# PAGE:

:::::

Initialize the MARVEL algorithm with the conditional independence test to use.

Parameters:

Name	Type	Description	Default
`ci_test`	`Callable[[int, int, List[int], ndarray], bool]`	A conditional independence test function. It takes the indices of two variables and a list of variable indices as the conditioning set, and returns True if the two variables are independent given the conditioning set, and False otherwise. Signature: ci_test(var1: int, var2: int, cond_set: List[int], data: np.ndarray) -> bool.	required
`find_markov_boundary_matrix_fun`	`Callable[[ndarray], ndarray]`	A function to find the Markov boundary matrix. It takes a numpy array of data, and returns a 2D numpy array. The (i, j)th entry is True if the jth variable is in the Markov boundary of the ith variable, and False otherwise. Signature: find_markov_boundary_matrix_fun(data: np.ndarray) -> np.ndarray.	`None`

Source code in rcd/marvel/marvel.py

def __init__(self, ci_test: Callable[[int, int, List[int], np.ndarray], bool],
             find_markov_boundary_matrix_fun: Callable[[np.ndarray], np.ndarray] = None):
    """

:::::

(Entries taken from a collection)
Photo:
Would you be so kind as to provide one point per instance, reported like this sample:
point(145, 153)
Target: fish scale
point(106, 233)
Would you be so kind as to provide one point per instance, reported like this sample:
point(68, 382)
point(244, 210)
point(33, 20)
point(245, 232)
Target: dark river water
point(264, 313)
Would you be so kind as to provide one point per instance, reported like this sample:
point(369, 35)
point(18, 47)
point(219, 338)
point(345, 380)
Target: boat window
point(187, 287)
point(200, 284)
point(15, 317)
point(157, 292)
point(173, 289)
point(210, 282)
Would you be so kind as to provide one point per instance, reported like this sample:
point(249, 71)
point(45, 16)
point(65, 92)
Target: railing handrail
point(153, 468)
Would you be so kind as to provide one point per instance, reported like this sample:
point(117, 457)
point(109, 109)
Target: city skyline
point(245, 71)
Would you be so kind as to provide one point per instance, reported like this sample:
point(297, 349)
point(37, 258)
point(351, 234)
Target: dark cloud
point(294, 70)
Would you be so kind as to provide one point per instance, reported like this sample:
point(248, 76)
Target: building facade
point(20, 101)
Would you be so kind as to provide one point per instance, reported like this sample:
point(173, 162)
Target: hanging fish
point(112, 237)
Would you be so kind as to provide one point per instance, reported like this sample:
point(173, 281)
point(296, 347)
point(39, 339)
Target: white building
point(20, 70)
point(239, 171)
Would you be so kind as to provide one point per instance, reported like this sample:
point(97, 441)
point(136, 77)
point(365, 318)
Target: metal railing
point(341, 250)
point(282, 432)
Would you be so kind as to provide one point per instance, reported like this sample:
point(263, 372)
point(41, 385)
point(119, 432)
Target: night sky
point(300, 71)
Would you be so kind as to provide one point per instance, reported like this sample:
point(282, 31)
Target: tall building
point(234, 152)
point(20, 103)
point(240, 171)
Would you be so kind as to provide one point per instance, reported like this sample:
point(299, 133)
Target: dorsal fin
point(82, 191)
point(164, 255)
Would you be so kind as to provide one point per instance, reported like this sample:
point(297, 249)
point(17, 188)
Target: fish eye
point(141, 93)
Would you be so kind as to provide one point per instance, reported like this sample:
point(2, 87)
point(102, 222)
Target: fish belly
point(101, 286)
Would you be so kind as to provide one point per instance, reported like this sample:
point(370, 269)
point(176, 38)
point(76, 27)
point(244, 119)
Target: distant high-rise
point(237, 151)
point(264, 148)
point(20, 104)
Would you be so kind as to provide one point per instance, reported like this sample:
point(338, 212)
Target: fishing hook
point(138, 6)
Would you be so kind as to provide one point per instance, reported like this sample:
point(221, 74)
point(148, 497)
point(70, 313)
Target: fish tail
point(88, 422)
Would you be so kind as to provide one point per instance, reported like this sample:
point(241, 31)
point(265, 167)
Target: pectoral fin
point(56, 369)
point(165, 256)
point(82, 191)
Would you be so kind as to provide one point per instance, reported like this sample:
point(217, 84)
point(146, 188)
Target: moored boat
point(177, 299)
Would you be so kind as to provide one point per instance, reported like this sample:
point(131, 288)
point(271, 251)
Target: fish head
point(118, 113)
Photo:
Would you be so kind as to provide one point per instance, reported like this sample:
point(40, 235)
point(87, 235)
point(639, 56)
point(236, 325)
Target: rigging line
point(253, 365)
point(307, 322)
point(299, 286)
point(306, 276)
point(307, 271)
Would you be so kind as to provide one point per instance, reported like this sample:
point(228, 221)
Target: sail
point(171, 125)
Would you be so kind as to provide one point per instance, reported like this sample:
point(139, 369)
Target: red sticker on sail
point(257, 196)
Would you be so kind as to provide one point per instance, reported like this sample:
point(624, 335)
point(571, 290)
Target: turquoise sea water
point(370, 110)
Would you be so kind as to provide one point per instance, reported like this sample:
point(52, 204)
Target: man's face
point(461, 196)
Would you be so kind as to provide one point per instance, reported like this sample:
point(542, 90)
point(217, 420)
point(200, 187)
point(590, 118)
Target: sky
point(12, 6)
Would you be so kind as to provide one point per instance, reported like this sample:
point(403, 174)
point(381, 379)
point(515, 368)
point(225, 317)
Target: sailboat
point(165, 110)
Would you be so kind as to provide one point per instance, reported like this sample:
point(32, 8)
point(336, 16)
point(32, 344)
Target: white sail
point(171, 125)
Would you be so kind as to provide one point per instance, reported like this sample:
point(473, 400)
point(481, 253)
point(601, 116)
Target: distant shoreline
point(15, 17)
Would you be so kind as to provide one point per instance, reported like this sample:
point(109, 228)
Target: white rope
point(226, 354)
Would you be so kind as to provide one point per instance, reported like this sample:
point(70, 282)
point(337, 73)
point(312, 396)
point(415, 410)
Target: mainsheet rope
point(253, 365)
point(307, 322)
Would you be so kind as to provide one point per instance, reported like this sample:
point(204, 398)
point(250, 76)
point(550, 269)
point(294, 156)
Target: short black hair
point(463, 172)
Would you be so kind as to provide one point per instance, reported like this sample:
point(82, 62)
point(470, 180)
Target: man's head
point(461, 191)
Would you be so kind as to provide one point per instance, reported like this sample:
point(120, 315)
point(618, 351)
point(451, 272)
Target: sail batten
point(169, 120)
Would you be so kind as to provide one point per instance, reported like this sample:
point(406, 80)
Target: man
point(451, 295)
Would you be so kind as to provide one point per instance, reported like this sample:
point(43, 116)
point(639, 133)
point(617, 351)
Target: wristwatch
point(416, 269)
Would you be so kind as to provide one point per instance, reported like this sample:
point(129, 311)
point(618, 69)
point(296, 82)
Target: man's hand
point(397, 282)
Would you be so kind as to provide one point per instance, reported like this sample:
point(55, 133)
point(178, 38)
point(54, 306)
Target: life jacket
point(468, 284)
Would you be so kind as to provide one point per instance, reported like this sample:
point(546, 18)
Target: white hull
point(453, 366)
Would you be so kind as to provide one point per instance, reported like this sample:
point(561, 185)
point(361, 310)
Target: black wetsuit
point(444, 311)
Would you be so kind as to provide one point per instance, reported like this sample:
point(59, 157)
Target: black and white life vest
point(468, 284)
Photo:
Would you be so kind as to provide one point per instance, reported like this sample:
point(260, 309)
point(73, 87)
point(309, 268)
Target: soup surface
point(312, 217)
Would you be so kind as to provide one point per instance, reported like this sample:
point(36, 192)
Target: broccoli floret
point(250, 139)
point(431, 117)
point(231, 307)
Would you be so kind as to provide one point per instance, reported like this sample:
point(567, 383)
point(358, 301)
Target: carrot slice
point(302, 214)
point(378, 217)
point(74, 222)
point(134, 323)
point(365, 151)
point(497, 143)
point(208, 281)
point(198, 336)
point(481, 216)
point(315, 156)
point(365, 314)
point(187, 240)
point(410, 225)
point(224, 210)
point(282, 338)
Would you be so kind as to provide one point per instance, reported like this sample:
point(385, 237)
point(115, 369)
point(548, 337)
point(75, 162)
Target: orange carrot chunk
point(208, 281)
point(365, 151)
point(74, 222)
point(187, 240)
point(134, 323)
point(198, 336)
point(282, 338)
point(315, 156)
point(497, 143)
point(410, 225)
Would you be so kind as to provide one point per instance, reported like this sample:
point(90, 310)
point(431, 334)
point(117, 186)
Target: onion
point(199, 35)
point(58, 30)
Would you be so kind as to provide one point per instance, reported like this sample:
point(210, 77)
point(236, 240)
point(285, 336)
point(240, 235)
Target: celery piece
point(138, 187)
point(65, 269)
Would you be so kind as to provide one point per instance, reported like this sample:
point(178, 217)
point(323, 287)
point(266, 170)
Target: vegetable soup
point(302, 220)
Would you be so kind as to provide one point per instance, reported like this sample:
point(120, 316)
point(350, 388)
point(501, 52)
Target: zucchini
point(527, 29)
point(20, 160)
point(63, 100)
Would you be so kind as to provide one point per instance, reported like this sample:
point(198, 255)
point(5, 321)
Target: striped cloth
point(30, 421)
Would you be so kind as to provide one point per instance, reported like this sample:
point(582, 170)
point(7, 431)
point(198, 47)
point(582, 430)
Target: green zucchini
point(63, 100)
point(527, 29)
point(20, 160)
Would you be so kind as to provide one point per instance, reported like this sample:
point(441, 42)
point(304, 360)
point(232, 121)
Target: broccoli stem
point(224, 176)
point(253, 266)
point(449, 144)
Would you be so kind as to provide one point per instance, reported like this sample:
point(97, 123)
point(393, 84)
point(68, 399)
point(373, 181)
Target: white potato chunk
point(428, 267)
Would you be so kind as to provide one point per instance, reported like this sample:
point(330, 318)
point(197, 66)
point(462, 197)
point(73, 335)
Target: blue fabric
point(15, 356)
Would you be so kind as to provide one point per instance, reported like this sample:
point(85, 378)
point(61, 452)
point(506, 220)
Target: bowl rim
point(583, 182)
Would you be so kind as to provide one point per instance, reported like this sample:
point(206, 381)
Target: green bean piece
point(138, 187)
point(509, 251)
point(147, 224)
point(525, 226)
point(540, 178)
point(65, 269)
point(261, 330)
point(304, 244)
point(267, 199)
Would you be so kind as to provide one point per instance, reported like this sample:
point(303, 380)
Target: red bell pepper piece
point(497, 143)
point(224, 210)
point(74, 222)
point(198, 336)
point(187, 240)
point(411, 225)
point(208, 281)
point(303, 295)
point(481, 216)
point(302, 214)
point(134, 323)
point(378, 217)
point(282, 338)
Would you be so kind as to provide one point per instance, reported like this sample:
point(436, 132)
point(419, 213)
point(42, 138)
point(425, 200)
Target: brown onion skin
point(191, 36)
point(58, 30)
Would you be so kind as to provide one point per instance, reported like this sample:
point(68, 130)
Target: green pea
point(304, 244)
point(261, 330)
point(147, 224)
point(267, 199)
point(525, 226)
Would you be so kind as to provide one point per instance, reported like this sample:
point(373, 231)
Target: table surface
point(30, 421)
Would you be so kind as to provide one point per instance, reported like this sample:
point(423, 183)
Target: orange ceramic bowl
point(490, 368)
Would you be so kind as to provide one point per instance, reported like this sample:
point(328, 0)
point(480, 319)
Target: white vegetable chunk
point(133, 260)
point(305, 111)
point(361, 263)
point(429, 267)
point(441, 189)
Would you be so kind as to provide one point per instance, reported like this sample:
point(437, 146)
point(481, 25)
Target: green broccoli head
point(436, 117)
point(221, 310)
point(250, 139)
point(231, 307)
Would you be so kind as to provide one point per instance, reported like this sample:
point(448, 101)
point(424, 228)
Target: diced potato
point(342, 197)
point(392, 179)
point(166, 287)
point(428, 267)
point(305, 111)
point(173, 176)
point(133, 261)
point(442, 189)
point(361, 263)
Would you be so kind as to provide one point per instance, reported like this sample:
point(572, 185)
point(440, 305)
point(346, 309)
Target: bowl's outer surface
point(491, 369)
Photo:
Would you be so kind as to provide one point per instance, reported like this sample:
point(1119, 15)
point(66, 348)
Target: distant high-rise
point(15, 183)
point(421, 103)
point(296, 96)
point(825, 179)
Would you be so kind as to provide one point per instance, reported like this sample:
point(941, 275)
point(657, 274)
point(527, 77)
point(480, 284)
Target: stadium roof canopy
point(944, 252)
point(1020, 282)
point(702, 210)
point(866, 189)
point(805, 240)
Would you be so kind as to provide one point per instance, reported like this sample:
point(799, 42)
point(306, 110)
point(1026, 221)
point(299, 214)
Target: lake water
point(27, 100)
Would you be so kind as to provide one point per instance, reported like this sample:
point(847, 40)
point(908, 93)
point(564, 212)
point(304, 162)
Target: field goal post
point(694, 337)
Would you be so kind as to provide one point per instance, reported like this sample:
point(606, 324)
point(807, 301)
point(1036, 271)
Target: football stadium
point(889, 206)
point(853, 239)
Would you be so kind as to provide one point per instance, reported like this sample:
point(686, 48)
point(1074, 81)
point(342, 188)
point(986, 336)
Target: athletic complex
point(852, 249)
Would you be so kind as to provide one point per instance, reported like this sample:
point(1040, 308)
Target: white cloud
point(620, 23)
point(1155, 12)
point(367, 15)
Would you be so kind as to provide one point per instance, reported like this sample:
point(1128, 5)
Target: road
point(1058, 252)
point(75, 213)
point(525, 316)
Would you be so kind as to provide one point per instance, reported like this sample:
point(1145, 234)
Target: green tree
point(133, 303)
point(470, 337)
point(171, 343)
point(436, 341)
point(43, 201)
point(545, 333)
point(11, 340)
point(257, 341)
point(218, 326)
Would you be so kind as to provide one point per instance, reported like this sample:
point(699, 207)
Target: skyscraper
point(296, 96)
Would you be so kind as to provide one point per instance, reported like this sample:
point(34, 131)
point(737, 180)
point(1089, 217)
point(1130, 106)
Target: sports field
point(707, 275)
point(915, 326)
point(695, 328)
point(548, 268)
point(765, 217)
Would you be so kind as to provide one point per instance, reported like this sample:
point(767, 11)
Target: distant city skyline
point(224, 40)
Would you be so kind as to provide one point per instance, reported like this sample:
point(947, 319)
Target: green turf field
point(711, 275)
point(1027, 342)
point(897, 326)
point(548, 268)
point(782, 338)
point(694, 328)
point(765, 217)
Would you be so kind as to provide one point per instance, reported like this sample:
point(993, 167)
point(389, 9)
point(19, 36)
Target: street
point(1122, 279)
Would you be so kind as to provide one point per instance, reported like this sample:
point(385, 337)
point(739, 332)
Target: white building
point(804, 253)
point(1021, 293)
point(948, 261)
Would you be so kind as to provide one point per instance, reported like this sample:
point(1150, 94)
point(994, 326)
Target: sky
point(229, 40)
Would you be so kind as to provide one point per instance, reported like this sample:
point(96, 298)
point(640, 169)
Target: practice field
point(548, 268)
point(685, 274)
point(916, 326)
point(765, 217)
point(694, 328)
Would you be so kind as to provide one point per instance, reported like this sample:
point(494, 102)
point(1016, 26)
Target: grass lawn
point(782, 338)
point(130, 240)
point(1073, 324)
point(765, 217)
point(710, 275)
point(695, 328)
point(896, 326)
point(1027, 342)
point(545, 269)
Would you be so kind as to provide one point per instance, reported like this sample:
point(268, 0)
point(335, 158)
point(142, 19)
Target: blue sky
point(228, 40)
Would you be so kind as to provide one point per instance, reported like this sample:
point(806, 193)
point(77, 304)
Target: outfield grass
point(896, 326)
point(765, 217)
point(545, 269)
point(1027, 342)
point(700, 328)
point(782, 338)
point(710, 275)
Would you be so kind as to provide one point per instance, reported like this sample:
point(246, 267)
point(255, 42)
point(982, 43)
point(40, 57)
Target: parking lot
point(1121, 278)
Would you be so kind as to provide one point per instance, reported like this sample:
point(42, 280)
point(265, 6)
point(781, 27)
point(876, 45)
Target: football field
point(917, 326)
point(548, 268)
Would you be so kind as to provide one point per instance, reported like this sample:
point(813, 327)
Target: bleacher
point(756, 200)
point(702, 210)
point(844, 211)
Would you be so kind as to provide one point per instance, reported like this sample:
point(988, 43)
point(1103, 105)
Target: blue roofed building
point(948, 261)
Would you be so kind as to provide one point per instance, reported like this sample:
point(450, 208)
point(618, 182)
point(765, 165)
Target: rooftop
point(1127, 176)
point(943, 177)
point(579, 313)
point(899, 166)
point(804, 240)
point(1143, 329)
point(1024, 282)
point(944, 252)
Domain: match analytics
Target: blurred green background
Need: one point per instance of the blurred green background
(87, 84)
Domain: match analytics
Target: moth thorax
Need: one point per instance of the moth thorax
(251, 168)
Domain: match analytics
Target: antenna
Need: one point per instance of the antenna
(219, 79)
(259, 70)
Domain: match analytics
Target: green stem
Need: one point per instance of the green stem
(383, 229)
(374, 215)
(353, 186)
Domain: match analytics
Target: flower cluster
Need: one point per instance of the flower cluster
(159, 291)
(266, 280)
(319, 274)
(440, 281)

:::::

# STATED TASK 1:
Copy out the rows word for word, starting at their first line and stopping after the line that has "point(210, 282)".
# STATED TASK 2:
Pick up the page on setting up the MARVEL algorithm where it stops, and keep writing from there.

# REPLY 1:
Photo:
Would you be so kind as to provide one point per instance, reported like this sample:
point(145, 153)
Target: fish scale
point(106, 233)
Would you be so kind as to provide one point per instance, reported like this sample:
point(68, 382)
point(244, 210)
point(33, 20)
point(245, 232)
Target: dark river water
point(264, 313)
Would you be so kind as to provide one point per instance, reported like this sample:
point(369, 35)
point(18, 47)
point(219, 338)
point(345, 380)
Target: boat window
point(187, 287)
point(200, 284)
point(15, 317)
point(157, 292)
point(173, 289)
point(210, 282)

# REPLY 2:
    Initialize the MARVEL algorithm with the conditional independence test to use.

    Args:
        ci_test (Callable[[int, int, List[int], np.ndarray], bool]):
            A conditional independence test function. It takes the indices of two variables
            and a list of variable indices as the conditioning set, and returns True if the two
            variables are independent given the conditioning set, and False otherwise.
            Signature:
                ci_test(var1: int, var2: int, cond_set: List[int], data: np.ndarray) -> bool.
        find_markov_boundary_matrix_fun (Callable[[np.ndarray], np.ndarray], optional):
            A function to find the Markov boundary matrix. It takes a numpy array of data,
            and returns a 2D numpy array. The (i, j)th entry is True if the jth variable is in the
            Markov boundary of the ith variable, and False otherwise.
            Signature:
                find_markov_boundary_matrix_fun(data: np.ndarray) -> np.ndarray.
    """
    if find_markov_boundary_matrix_fun is None:
        self.find_markov_boundary_matrix = lambda data: compute_mb_gaussian(data)
    else:
        self.find_markov_boundary_matrix = find_markov_boundary_matrix_fun

    self.num_vars = None
    self.data = None
    self.ci_test = ci_test

    # we use a flag array to keep track of which variables need to be checked for removal (i.e., we check if False)
    self.skip_rem_check_vec = None  # SkipCheck_VEC in the paper

    # we use a flag array to keep track of which variables' neighbors need to be learned (i.e., we learn if False)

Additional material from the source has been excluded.